Can you convert the lines below into a JSON list of strings, one string per line, with blank lines left out?

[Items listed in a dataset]
━━━

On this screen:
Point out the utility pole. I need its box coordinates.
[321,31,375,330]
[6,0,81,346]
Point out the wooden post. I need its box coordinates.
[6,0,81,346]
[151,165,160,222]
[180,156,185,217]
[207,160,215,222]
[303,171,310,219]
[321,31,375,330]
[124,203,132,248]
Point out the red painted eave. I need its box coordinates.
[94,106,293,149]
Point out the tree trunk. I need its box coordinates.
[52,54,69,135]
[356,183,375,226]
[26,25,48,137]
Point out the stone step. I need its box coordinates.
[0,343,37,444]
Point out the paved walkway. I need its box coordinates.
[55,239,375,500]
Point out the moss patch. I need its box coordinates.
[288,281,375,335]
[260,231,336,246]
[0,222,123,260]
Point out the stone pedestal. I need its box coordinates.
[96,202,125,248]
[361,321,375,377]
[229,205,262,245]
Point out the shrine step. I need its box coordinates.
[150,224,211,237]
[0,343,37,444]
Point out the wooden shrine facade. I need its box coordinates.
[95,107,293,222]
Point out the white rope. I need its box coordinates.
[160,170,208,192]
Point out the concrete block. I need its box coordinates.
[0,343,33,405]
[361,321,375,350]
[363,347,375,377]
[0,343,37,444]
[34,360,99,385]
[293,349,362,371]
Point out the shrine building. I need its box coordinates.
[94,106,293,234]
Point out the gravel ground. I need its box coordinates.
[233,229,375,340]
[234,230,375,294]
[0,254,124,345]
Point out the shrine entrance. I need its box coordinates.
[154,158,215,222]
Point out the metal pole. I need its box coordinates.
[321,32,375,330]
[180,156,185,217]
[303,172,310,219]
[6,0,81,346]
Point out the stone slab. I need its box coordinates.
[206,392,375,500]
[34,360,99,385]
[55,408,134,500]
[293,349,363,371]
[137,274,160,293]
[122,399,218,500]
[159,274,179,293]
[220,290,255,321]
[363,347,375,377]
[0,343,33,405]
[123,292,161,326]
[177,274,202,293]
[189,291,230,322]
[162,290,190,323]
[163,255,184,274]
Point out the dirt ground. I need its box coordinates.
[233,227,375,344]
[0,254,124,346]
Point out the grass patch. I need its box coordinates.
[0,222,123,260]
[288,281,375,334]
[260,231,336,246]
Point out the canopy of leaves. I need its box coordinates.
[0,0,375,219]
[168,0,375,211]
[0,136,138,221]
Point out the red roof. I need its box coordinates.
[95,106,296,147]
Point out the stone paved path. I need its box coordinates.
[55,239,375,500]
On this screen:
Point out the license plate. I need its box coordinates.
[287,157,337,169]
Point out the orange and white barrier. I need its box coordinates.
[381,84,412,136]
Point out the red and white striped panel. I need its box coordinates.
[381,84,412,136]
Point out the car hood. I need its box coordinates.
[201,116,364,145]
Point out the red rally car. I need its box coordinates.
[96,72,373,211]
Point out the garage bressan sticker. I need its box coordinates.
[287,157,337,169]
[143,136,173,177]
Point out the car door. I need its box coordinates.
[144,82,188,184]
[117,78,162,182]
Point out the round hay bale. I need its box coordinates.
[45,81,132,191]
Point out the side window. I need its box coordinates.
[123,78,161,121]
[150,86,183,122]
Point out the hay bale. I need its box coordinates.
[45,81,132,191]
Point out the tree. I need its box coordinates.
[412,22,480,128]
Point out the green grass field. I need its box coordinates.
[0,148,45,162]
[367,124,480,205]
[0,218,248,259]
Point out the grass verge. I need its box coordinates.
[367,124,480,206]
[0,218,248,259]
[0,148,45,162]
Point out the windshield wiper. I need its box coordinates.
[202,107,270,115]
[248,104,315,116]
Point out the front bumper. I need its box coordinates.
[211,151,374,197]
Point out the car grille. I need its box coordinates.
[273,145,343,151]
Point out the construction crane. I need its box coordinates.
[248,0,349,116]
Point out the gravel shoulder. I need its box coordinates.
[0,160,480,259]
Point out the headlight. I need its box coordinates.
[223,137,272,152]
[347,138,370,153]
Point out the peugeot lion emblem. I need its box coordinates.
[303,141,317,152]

━━━

Solution to the exercise:
[
  "On this screen:",
  "Point out the utility pole. I need its box coordinates.",
  "[321,31,375,330]",
  "[6,0,81,346]",
  "Point out the wooden post. I need its box coordinates.",
  "[6,0,81,346]",
  "[151,165,160,222]",
  "[180,156,185,217]",
  "[207,160,215,222]",
  "[303,171,310,219]",
  "[321,31,375,330]",
  "[124,203,132,248]",
  "Point out the red painted eave. I need its box coordinates.",
  "[94,106,293,149]",
  "Point out the tree trunk. I need its box coordinates.",
  "[52,54,69,135]",
  "[356,183,375,226]",
  "[26,25,48,137]",
  "Point out the stone step. I need its box coordinates.",
  "[0,343,37,444]",
  "Point out the paved walkway. I need its box coordinates.",
  "[55,239,375,500]",
  "Point out the moss patch. I need its box coordinates.",
  "[288,281,375,335]",
  "[260,231,336,246]",
  "[0,222,123,260]",
  "Point out the stone pedestal. I need its box coordinates.",
  "[96,202,125,248]",
  "[361,321,375,377]",
  "[229,205,262,245]",
  "Point out the shrine step. I need its box coordinates.",
  "[150,224,211,237]",
  "[0,343,37,444]",
  "Point out the wooden shrine facade. I need its box coordinates.",
  "[95,107,293,222]",
  "Point out the white rope. I need its box coordinates.",
  "[160,170,208,192]",
  "Point out the concrete block. I need its box coordinates.",
  "[0,343,33,405]",
  "[361,321,375,350]",
  "[363,347,375,377]",
  "[0,343,37,444]",
  "[34,360,99,385]",
  "[293,349,362,371]",
  "Point out the shrine building. I need its box coordinates.",
  "[94,106,293,234]",
  "Point out the gravel ground. I need its box coordinates.",
  "[233,229,375,340]",
  "[234,230,375,294]",
  "[0,254,124,345]",
  "Point out the shrine entrance. I need its box coordinates.",
  "[154,158,215,222]",
  "Point out the metal pole. I need its box coordinates.",
  "[321,32,375,330]",
  "[180,156,185,217]",
  "[303,172,310,219]",
  "[6,0,81,346]",
  "Point out the stone slab. I need its box coordinates.",
  "[206,392,375,500]",
  "[34,360,99,385]",
  "[55,408,134,500]",
  "[293,349,363,371]",
  "[137,274,160,293]",
  "[122,399,218,500]",
  "[159,274,179,293]",
  "[220,290,255,321]",
  "[363,347,375,377]",
  "[0,343,33,405]",
  "[123,292,161,326]",
  "[177,274,202,293]",
  "[189,291,230,322]",
  "[162,290,190,323]",
  "[163,255,184,274]",
  "Point out the dirt ground. I need its box coordinates.",
  "[233,227,375,344]",
  "[0,254,124,346]",
  "Point out the grass patch. I need its box coordinates.",
  "[0,222,123,260]",
  "[288,281,375,334]",
  "[260,231,336,246]",
  "Point out the canopy of leaves. I need its box coordinates.",
  "[0,0,375,219]",
  "[168,0,375,211]",
  "[0,136,138,221]",
  "Point out the red roof. I need its box coordinates.",
  "[95,106,296,147]",
  "Point out the stone paved path. I need its box coordinates.",
  "[55,239,375,500]",
  "On this screen:",
  "Point out the license plate. I need its box coordinates.",
  "[287,157,337,169]",
  "Point out the orange and white barrier. I need its box coordinates.",
  "[381,84,412,136]",
  "Point out the red and white striped panel. I need its box coordinates.",
  "[381,84,412,136]",
  "Point out the car hood. I need its box coordinates.",
  "[201,116,364,145]",
  "Point out the red rally car. I need its box coordinates.",
  "[96,72,373,211]",
  "Point out the garage bressan sticker. I need its box coordinates.",
  "[287,157,337,169]",
  "[143,136,173,177]",
  "Point out the car door. I need its box coordinates.",
  "[144,82,188,184]",
  "[117,78,162,182]",
  "Point out the round hay bale. I need its box coordinates.",
  "[45,81,132,191]",
  "Point out the side window. I need its box coordinates.",
  "[123,78,161,121]",
  "[150,86,183,122]",
  "Point out the hay bale. I need its box coordinates.",
  "[45,81,132,191]",
  "Point out the tree. I need its box coordinates.",
  "[412,22,480,128]",
  "Point out the green grass field. I need its box coordinates.",
  "[0,148,45,162]",
  "[367,124,480,205]",
  "[0,218,248,259]",
  "Point out the grass verge. I need its box coordinates.",
  "[367,124,480,206]",
  "[0,218,248,259]",
  "[0,148,45,162]",
  "Point out the windshield wiper. I need its box coordinates.",
  "[202,107,270,115]",
  "[248,104,315,116]",
  "Point out the front bumper. I need its box coordinates.",
  "[211,151,374,197]",
  "Point out the car grille. I need its box coordinates.",
  "[273,145,343,151]",
  "Point out the construction crane. I need its box coordinates.",
  "[248,0,349,116]",
  "Point out the gravel shoulder. I need its box coordinates.",
  "[0,160,480,259]",
  "Point out the headlight. I need its box coordinates.",
  "[223,137,272,152]",
  "[347,138,370,153]",
  "Point out the peugeot lion emblem. I need its box coordinates.",
  "[303,141,317,152]"
]